» **Document source**
Texte

J'étouffe de George Floyd.

Cri étouffé.

J'écoute le bruit incessant des informations qui bourdonnent de partout et j'entends le cri de désespoir et le désir de justice de mes frères américains.

Un homme, délinquant, sûrement, est arrêté vigoureusement par la police. Le policier n'écoute que son devoir : « la loi, c'est la loi » et il n'écoute pas l'homme qui demande à respirer. Cet homme meurt... l'Amérique s'embrase.

Mon émotion première est : pourquoi ce bruit, pourquoi ces cris qui jaillissent de partout ? Pourquoi aussitôt crier à l'injustice et au racisme ? Qu'est-ce que je connais, moi, de cette situation et des problèmes de ce pays ? Pourquoi les media cherchent-ils à m'entraîner dans leurs émotions ?

Car les media ne sont pas d'abord des moyens technologiques mais des personnes qui décident, en conscience, de diffuser leurs opinions.

Si je dois me soumettre au diktat de l'émotion médiatique pour cet homme, pourquoi ne devrais-je pas aussi pleurer des milliers d'autres cas dans des centaines d'autres pays... mais dont on ne parle pas ? Pourquoi la vie d'un homme vaudrait-elle plus que la vie d'un autre ?

Si je suis choqué aujourd'hui, c'est d'abord du cri de la meute médiatique qui voudrait me forcer aussi à rejoindre la puissance de leurs émotions, à communion à leurs opinions. Et quoi, si je n'avais pas envie de me mettre à genoux devant les intentions de prière proposées par l’Église de l'opinion mondiale ?

Que dire, quand je vois qu'en France, des milliers de personnes, soudainement, sortent de chez elles, bravant l'interdiction de se rassembler, pour demander justice pour George Floyd ? Je dois dire ici toute mon incompréhension. Que peut faire le gouvernement français dans une affaire civile étrangère ? Et pourquoi importer en France l'histoire centenaire et douloureuse du racisme américain ? Sommes-nous Américains ? Avons-nous vraiment la même histoire, les même réflexes culturels ?

Si une chose me choque aujourd'hui, c'est bien le fait qu'il semble que quoi qu'il advienne dans le monde, il faut que nous ayons une opinion dessus, comme si chacun d'entre nous était un juge parfait capable de déterminer avec précision les tenants et aboutissants de toute situation. Cette prétention à l'omniscience me fatigue. Demain, passerons-nous devant un tribunal lorsqu'on dira d'un sujet : je n'ai pas d'avis sur la question ?

Je me sens... envahi... manipulé, contraint, écrasé...

» **Série de tâches**
1) Dans le texte sur George Floyd, relevez tous les mots qui suivent « Je me sens » dans la dernière phrase.
2) Donnez la suite du texte sur George Floyd après sa dernière phrase.
Les lignes ne sont pas nécessaires pour ce travail.

» **Jeu de données**
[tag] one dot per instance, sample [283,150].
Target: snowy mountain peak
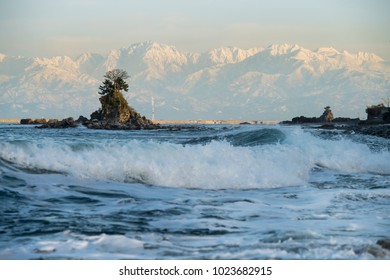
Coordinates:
[280,49]
[330,51]
[230,55]
[278,82]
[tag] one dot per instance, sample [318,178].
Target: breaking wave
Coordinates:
[260,158]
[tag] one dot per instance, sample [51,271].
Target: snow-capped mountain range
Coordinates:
[277,82]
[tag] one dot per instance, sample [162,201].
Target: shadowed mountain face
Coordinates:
[277,82]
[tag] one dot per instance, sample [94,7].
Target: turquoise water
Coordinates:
[205,192]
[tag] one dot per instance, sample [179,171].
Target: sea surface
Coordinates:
[202,192]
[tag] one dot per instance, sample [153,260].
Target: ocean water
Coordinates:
[204,192]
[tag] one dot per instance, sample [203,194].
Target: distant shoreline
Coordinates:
[9,120]
[185,121]
[215,122]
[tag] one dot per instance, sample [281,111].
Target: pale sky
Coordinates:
[71,27]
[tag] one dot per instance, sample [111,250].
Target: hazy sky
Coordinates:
[71,27]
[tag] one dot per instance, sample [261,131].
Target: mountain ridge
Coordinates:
[276,82]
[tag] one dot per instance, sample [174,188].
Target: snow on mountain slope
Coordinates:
[277,82]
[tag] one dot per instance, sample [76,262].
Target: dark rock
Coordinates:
[327,115]
[116,114]
[33,121]
[82,120]
[384,243]
[65,123]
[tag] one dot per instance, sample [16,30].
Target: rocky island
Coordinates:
[115,113]
[376,124]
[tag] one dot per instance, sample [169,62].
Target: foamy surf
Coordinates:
[218,163]
[214,192]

» **Réponses par tâche**
1) envahi, manipulé, contraint, écrasé

2)
Au fond, si George Floyd étouffe... moi aussi ! J'ai besoin d'air ! Pour penser autrement, pour créer différemment... pour respirer... un autre parfum... un autre continent...

Allons-y !

George Floyd étouffe sous la botte des forces de l'ordre, moi, j'étouffe sous la botte des forces de l'ordre moral qui m'imposent de prendre parti. Et si je pouvais simplement vouloir parler d'autre chose ?

Voilà un souvenir qui me revient : j'ai 11 ans, je suis dans la cour du collège, seul sur un banc, et je médite. Je n'ai pas envie de rejoindre le groupe de ceux qui jouent au foot, pas envie de faire l'andouille avec cet autre groupe... j'ai envie d'autre chose, de poésie, de profondeur... mais cela n'intéresse pas mes camarades.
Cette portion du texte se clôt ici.